Your answer must be an exact copy of the lines from the one holding "point_to marks one point per instance of the green tree" through the last line of the entries below, with nothing added.

[Material supplied — start]

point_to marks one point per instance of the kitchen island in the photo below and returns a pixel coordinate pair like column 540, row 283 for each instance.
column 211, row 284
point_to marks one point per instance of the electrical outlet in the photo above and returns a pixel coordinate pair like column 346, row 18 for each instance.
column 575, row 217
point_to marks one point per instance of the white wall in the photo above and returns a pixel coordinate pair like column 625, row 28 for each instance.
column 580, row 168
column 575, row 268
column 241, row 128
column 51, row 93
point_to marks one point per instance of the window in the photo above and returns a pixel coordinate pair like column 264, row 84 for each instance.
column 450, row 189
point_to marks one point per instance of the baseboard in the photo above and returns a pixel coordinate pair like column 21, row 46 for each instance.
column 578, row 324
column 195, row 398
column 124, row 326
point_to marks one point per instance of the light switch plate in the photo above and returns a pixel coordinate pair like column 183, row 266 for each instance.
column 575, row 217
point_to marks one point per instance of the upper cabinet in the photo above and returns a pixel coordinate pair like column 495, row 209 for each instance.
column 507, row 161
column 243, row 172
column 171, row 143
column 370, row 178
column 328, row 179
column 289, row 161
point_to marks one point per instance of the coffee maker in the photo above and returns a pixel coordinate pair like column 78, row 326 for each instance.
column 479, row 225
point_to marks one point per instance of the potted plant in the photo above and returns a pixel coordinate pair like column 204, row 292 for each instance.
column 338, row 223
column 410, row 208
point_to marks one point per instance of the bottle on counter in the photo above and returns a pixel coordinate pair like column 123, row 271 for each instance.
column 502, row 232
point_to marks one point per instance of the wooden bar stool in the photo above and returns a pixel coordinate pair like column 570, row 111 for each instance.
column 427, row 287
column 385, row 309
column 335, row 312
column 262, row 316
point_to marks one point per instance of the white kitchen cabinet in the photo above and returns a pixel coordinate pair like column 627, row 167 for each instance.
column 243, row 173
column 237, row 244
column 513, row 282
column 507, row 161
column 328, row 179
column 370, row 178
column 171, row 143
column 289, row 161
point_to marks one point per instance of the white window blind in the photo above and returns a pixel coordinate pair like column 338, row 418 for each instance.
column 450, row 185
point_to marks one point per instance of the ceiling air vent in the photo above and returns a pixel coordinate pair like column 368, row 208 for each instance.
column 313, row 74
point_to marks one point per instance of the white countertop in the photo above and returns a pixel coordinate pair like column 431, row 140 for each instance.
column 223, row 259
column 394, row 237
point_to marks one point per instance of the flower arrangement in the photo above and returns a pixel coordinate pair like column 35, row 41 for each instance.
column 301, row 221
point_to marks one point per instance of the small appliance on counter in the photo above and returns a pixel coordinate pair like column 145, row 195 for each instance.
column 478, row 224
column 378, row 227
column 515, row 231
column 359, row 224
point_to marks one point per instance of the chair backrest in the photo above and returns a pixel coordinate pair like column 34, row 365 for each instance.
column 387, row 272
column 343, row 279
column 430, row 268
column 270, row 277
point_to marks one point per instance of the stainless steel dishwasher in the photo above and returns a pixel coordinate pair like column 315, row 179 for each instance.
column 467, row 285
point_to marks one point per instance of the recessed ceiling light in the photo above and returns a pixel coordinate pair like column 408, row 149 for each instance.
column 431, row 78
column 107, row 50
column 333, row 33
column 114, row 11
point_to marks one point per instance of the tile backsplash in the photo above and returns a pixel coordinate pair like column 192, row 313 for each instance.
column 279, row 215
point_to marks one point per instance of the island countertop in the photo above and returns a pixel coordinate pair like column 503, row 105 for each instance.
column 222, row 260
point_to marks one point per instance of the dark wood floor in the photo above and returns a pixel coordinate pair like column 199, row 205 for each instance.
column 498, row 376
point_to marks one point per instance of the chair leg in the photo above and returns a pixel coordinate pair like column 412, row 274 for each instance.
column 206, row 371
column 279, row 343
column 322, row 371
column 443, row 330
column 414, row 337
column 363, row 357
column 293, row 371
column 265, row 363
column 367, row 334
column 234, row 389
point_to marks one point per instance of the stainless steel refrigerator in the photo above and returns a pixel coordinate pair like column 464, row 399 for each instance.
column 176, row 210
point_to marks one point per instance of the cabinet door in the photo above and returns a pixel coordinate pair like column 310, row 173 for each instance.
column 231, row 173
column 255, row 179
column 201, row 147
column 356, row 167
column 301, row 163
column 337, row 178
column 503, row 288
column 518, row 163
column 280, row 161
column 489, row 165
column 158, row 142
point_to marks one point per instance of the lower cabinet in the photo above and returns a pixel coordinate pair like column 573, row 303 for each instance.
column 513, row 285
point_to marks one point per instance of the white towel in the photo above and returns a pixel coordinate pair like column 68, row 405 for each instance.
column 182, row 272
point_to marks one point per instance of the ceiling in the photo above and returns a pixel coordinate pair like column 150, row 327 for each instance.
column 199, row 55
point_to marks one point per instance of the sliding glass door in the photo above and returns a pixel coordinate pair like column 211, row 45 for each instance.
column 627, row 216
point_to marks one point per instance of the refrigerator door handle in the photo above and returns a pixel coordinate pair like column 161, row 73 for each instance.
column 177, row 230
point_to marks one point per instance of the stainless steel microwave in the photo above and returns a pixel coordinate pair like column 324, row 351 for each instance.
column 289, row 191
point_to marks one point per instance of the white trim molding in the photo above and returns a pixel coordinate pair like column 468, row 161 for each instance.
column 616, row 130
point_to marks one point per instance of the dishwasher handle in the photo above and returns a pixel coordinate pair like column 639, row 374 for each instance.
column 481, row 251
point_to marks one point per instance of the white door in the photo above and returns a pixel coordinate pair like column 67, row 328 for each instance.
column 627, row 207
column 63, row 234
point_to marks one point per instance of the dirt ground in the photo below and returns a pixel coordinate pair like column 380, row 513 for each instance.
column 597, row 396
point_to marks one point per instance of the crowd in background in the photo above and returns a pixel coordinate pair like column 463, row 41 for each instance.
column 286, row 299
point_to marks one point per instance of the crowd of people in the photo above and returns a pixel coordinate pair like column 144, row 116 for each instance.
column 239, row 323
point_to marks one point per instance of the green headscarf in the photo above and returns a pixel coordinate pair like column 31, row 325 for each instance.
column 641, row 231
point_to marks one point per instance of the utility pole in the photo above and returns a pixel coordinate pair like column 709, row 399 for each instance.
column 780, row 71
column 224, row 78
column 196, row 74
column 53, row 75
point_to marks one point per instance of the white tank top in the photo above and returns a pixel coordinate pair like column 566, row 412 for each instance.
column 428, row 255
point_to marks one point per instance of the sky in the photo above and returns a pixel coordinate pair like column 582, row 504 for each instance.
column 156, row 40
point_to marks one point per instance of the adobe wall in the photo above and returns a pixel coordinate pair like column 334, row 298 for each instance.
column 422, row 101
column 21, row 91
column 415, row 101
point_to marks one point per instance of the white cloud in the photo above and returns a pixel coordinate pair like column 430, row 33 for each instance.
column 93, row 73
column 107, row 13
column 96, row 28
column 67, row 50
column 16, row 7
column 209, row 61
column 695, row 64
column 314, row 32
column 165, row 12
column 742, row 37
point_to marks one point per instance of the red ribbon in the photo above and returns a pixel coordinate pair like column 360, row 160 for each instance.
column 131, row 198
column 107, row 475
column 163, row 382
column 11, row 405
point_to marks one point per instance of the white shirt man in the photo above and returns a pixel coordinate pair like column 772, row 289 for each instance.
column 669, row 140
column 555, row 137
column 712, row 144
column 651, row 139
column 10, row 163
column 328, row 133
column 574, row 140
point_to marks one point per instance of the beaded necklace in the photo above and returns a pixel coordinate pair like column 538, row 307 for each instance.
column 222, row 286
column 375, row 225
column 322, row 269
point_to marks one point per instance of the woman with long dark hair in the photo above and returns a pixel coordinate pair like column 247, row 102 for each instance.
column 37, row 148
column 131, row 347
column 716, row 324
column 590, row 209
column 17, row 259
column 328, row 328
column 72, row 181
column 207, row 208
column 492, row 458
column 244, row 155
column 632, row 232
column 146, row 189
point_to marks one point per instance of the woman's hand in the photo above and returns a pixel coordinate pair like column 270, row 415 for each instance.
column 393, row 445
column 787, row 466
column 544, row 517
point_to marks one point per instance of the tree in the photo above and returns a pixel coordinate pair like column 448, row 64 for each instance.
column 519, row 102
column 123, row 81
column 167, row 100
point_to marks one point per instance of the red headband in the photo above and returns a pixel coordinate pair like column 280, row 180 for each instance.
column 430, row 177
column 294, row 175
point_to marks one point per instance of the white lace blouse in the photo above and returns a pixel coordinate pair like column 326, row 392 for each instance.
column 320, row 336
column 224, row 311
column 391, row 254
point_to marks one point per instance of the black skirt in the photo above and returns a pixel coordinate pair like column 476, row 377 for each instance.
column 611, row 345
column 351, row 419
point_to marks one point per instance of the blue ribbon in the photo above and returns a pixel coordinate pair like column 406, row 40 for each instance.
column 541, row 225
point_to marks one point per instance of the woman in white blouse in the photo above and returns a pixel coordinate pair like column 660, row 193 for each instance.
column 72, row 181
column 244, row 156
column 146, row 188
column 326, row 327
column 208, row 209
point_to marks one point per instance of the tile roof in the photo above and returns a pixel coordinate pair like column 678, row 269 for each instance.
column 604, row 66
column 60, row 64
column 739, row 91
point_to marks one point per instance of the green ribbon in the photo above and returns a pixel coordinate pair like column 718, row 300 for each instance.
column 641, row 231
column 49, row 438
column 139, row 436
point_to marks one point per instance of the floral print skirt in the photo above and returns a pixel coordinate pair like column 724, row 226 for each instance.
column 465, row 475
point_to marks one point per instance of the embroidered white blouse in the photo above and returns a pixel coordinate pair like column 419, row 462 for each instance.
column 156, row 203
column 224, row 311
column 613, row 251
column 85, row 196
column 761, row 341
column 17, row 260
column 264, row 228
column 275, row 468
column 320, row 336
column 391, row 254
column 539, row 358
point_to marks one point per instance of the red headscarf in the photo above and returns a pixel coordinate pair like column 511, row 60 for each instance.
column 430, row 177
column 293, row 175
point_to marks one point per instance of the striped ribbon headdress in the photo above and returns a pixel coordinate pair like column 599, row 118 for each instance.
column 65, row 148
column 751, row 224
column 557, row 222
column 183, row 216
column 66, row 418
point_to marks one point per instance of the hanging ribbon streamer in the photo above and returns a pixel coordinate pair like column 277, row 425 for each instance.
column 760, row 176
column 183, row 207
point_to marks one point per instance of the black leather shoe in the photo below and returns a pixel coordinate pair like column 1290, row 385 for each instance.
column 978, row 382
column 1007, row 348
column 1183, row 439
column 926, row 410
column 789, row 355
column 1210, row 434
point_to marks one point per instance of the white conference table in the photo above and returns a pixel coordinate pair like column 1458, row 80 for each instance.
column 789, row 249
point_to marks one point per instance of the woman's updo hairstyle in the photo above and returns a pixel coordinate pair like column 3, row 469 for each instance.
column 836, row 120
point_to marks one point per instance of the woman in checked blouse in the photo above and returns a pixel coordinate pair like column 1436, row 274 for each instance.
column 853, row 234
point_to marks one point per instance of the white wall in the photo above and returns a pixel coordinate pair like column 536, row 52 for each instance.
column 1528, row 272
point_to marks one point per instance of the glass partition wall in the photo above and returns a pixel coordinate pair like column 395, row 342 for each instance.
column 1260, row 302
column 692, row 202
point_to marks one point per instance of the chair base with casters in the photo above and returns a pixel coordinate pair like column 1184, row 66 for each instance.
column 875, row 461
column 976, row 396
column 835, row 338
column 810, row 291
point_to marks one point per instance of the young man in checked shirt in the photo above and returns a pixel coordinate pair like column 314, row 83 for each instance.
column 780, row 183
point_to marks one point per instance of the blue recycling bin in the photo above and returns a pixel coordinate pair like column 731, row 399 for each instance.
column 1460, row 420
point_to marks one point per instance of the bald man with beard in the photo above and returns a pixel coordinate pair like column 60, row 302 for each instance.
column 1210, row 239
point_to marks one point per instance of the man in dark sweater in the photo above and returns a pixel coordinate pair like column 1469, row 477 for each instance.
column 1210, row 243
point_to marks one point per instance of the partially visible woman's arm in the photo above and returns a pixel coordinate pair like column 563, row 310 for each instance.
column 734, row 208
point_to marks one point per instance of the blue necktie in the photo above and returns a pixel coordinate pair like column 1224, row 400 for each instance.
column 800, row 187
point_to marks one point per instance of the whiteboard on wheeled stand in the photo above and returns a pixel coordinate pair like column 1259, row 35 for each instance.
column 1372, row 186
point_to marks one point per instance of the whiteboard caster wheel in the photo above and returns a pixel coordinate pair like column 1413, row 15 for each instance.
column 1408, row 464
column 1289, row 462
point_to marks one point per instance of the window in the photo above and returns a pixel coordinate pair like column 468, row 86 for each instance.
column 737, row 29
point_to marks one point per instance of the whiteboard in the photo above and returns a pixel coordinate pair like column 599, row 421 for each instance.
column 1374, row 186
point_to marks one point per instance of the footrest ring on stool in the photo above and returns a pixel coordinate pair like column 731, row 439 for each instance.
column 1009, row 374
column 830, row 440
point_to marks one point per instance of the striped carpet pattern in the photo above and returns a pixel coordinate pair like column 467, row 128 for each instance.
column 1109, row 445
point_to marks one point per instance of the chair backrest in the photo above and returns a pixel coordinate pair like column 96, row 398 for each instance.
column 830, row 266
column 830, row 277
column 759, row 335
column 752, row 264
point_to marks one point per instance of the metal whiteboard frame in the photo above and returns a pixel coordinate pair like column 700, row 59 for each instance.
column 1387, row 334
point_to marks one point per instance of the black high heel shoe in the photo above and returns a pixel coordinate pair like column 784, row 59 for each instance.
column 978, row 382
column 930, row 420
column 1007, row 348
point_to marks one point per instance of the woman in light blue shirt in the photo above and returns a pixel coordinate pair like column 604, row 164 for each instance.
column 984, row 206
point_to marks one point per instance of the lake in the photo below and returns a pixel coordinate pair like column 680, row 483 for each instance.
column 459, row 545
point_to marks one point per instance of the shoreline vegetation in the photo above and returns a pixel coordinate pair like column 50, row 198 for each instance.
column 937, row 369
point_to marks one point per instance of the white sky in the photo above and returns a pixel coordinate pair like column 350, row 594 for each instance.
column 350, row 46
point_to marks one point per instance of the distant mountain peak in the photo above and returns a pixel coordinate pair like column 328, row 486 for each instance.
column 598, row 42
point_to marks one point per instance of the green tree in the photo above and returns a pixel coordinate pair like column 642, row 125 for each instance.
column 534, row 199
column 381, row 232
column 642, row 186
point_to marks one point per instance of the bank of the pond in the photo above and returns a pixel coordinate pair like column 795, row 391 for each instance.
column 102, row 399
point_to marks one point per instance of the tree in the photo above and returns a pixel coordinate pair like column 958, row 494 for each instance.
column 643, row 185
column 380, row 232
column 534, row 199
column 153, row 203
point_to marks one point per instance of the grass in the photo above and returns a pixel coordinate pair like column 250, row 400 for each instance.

[Material supplied — finish]

• [Exercise output]
point_to marks one point per instance of the green tree in the photo above and returns a pixel coordinate pair like column 642, row 125 for each instance.
column 534, row 199
column 381, row 232
column 642, row 186
point_to marks one point per instance of the bank of the pond in the photo above and returns a pixel coordinate pair like column 795, row 391 for each instance.
column 102, row 399
point_to marks one point per instance of the tree in the photo above and returns a pixel coordinate pair like column 958, row 494 for each instance.
column 643, row 185
column 380, row 232
column 534, row 199
column 153, row 203
point_to marks one point per instance of the grass in the photo above and returns a pixel coordinate pair like column 250, row 400 for each instance.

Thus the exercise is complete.